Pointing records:
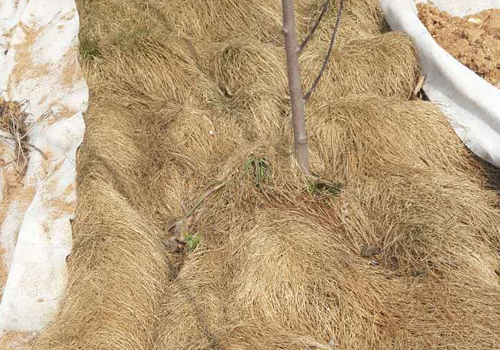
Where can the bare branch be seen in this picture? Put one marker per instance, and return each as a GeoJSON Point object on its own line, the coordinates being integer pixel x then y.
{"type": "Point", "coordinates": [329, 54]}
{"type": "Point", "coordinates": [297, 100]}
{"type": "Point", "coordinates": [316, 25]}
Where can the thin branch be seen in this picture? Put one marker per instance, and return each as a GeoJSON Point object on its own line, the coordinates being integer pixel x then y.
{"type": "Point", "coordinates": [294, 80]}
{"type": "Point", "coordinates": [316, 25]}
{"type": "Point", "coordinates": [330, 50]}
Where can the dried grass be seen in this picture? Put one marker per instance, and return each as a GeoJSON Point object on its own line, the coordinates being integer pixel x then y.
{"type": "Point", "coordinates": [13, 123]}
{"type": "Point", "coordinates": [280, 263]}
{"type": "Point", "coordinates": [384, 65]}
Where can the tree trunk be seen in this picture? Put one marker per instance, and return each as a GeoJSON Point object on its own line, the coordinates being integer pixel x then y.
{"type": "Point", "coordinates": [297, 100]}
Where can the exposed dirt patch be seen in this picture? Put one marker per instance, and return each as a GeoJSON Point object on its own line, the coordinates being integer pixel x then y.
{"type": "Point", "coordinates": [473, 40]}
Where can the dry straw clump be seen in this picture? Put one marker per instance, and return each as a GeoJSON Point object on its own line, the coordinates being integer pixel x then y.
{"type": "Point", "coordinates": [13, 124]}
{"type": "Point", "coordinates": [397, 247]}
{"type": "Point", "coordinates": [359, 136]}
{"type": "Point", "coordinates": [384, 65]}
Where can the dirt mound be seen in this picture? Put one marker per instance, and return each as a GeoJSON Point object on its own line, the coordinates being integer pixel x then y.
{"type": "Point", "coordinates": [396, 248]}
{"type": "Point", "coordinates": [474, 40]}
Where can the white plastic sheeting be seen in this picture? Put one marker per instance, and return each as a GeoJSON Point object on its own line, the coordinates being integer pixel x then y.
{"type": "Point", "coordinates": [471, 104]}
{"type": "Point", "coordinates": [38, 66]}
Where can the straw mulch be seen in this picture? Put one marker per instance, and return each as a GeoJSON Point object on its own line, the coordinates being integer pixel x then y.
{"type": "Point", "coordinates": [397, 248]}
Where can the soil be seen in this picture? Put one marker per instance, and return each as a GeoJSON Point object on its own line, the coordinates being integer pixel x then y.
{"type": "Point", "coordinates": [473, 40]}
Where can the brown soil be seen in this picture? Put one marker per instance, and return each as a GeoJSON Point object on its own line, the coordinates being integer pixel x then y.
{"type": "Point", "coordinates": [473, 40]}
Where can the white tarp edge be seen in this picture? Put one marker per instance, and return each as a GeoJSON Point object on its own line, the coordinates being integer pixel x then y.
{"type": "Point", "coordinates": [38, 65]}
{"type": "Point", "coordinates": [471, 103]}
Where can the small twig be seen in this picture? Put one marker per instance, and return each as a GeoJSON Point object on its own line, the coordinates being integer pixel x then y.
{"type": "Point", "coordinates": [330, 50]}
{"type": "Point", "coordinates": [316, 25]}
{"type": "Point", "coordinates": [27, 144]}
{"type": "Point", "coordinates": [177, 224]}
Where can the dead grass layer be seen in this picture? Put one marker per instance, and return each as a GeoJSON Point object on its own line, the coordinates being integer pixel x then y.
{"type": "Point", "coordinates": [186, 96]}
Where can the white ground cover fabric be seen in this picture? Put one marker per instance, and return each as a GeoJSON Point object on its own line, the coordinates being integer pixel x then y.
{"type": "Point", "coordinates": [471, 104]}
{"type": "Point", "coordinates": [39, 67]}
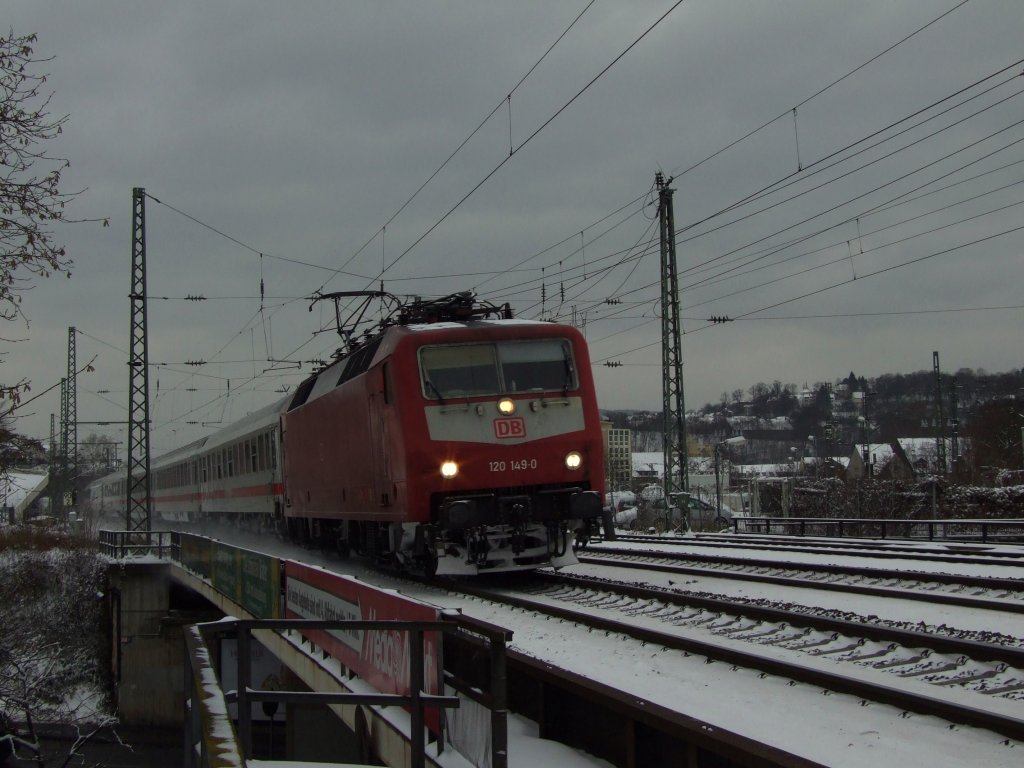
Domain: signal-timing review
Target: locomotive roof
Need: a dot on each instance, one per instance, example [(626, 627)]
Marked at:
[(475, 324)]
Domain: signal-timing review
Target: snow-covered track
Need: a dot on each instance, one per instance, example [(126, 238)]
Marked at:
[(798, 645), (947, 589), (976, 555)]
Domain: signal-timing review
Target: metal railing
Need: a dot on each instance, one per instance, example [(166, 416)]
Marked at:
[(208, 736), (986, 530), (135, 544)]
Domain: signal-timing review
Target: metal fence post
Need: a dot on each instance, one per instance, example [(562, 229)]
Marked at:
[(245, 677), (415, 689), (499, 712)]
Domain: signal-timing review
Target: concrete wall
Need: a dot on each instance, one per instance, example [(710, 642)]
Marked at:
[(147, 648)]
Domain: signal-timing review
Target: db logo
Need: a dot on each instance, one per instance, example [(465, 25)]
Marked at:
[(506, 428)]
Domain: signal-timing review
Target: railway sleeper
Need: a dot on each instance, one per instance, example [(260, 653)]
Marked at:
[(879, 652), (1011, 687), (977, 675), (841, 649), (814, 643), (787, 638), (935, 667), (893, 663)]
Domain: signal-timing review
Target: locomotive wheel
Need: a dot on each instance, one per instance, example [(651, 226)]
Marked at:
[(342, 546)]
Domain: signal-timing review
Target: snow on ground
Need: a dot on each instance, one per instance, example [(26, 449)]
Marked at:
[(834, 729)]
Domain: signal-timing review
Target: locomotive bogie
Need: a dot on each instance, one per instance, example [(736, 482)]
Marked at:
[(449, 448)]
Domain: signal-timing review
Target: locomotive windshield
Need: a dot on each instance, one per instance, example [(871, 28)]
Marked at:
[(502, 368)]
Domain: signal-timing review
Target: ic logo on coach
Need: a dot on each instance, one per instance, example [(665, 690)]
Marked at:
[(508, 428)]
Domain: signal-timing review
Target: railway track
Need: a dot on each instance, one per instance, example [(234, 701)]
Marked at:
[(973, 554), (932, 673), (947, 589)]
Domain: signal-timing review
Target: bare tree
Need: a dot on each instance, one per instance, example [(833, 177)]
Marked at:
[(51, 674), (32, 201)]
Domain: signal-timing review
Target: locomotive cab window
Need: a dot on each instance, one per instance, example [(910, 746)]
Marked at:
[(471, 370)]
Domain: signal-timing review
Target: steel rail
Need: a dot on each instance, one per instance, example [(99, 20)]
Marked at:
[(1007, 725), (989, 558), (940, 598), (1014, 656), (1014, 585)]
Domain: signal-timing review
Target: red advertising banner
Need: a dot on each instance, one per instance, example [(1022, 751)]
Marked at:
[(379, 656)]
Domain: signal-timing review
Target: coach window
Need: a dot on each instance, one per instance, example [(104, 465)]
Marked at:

# THE REQUEST
From the entries above, output every line exactly and omit any image.

# ANSWER TO THE PROBLEM
Where can the bare branch be seen in this picture? Put one marker per instance, and return each as a GeoJSON Point object on its own line, the coordinates being integer pixel x then y.
{"type": "Point", "coordinates": [329, 54]}
{"type": "Point", "coordinates": [297, 100]}
{"type": "Point", "coordinates": [316, 25]}
Where can the thin branch be seen in this picture? Put one marker per instance, and return each as a GeoJSON Point object on its own line, the coordinates being integer pixel x then y.
{"type": "Point", "coordinates": [294, 80]}
{"type": "Point", "coordinates": [316, 25]}
{"type": "Point", "coordinates": [330, 50]}
Where can the dried grass be seen in this picture? Put one marker per instance, and return each as a GeoJSON Point object on its own line, the coordinates being integer pixel x then y.
{"type": "Point", "coordinates": [13, 123]}
{"type": "Point", "coordinates": [280, 263]}
{"type": "Point", "coordinates": [384, 65]}
Where can the tree trunk be seen in this picture? Put one marker per instance, and return each as a GeoJSON Point object on its own line, the coordinates being integer pixel x then y.
{"type": "Point", "coordinates": [297, 100]}
Where can the exposed dirt patch be seen in this picture? Put one marker per instance, and return each as a GeoJSON Point object on its own line, the coordinates being integer pixel x then y.
{"type": "Point", "coordinates": [473, 40]}
Where can the dry straw clump be seen in this picture? Put one marker per instance, and return each as a GeoJSON Point object on its own line, the coordinates being integer pixel x then y.
{"type": "Point", "coordinates": [13, 124]}
{"type": "Point", "coordinates": [397, 247]}
{"type": "Point", "coordinates": [359, 136]}
{"type": "Point", "coordinates": [384, 65]}
Where can the dirt mound be seen in this picture? Put one marker per instance, and return each as a GeoJSON Point object on its own line, the coordinates being integer pixel x then y.
{"type": "Point", "coordinates": [396, 248]}
{"type": "Point", "coordinates": [474, 40]}
Where can the white plastic sheeting be seen in this picture? Put one marker per instance, and return each as a GeoJSON Point object on its own line, the coordinates being integer pixel x then y.
{"type": "Point", "coordinates": [471, 104]}
{"type": "Point", "coordinates": [38, 66]}
Where can the straw mulch be seen in this picture? Put one marker per instance, and return each as a GeoJSON Point object on its own line, the coordinates being integer pixel x then y.
{"type": "Point", "coordinates": [397, 248]}
Where can the soil be seen in this picture? Put one marker per instance, and return each as a GeoJSON Point object on its own line, the coordinates being integer pixel x then y.
{"type": "Point", "coordinates": [473, 40]}
Where can the brown soil be seen in this picture? Put one marker per instance, and return each as a GeoJSON Point object on its own line, the coordinates being integer pixel x then y.
{"type": "Point", "coordinates": [473, 40]}
Where can the white tarp edge be seen in this picture? Put one marker per instance, and return each as a GeoJSON Point object on its own line, the coordinates being integer pixel x then y.
{"type": "Point", "coordinates": [38, 65]}
{"type": "Point", "coordinates": [471, 103]}
Where can the small twig be seen in this picture? Put one marker per instance, and return each as a GeoJSON Point object on its own line, the coordinates being integer pixel x then y.
{"type": "Point", "coordinates": [330, 50]}
{"type": "Point", "coordinates": [316, 25]}
{"type": "Point", "coordinates": [27, 144]}
{"type": "Point", "coordinates": [177, 224]}
Where can the dead grass layer be seen in this picture? Put one marker per instance, and return each as a GeoJSON Point object on its own line, the coordinates being integer pixel x then y.
{"type": "Point", "coordinates": [186, 96]}
Where can the white ground cover fabric be seen in this picture? Put one marker per instance, and return each as a GeoJSON Point object on its own line, the coordinates being integer pixel x then y.
{"type": "Point", "coordinates": [471, 104]}
{"type": "Point", "coordinates": [39, 67]}
Domain: signal-timing review
Target: locomotive roof
Need: a dot on each instance, one per instance, example [(626, 627)]
Marked at:
[(475, 324)]
Domain: signal-timing review
Target: snow-covered track
Need: a dot on each instance, one per instance, example [(126, 238)]
Marked at:
[(798, 645), (947, 589), (976, 555)]
Domain: signal-timing review
Target: metal railing
Need: a dot on each instance, one per instance, example [(166, 416)]
Marked at:
[(208, 736), (986, 530), (135, 544)]
Domain: signal-timing review
Target: metal fence post
Need: a dot on each instance, one per instance, example [(562, 229)]
Marked at:
[(245, 677), (415, 689), (499, 712)]
Domain: signal-timing review
Target: concrete wall
Need: a dot on each instance, one per instance, example [(710, 642)]
Marked at:
[(147, 648)]
Domain: signal-timing review
Target: db logo
Need: a dot on each instance, one per instance, example [(465, 25)]
Marked at:
[(506, 428)]
Domain: signal-timing review
Target: railway sleeper
Need: a dot on each instance, one per instance, example [(260, 653)]
Marked at:
[(879, 652), (1011, 687), (977, 675), (841, 649), (814, 643), (787, 638), (935, 667), (893, 663)]
Domain: signal-timing review
Target: locomotive wheel
Need: a dot on each instance, one per instance, example [(651, 226)]
Marked at:
[(342, 546)]
Domain: signal-timing review
Target: snow on ground
Need: a dot on each instance, one per instance, example [(26, 449)]
Marked at:
[(834, 729)]
Domain: signal-timing review
Target: locomotive bogie
Need: a dot on each instance, one per instance, example [(736, 482)]
Marked at:
[(449, 448)]
Domain: signal-timing review
Target: locomotive windshield
Need: a dot on each instance, one per instance, example [(871, 28)]
Marked at:
[(502, 368)]
Domain: signal-timing review
Target: ic logo on coach
Need: a dot on each instance, one per instance, example [(665, 690)]
Marked at:
[(508, 428)]
Domain: signal-timing review
Target: railway track
Need: a dot on each instance, one per instance, example [(234, 701)]
Marked at:
[(973, 554), (932, 673), (947, 589)]
Domain: signal-timing review
Target: bare tree
Need: a dot on each instance, one per instance, example [(833, 177)]
Marked at:
[(51, 674), (32, 201)]
Domain: signal-timing review
Target: locomotive cab window
Need: a dot on each instance, one per instance, example [(910, 746)]
Marked at:
[(471, 370)]
Domain: signal-timing review
Target: steel rail
Need: a dot on each instance, one per instance, example [(99, 20)]
Marked at:
[(1007, 725), (989, 558), (940, 598), (1014, 656), (1014, 585)]
Domain: signal-timing review
Target: red advertising banner
Need: a dot on each instance, one per instance, example [(1022, 751)]
Marked at:
[(379, 656)]
Domain: signal-timing review
Target: coach window
Need: a dot on each instance, one per instance, example [(104, 465)]
Marked at:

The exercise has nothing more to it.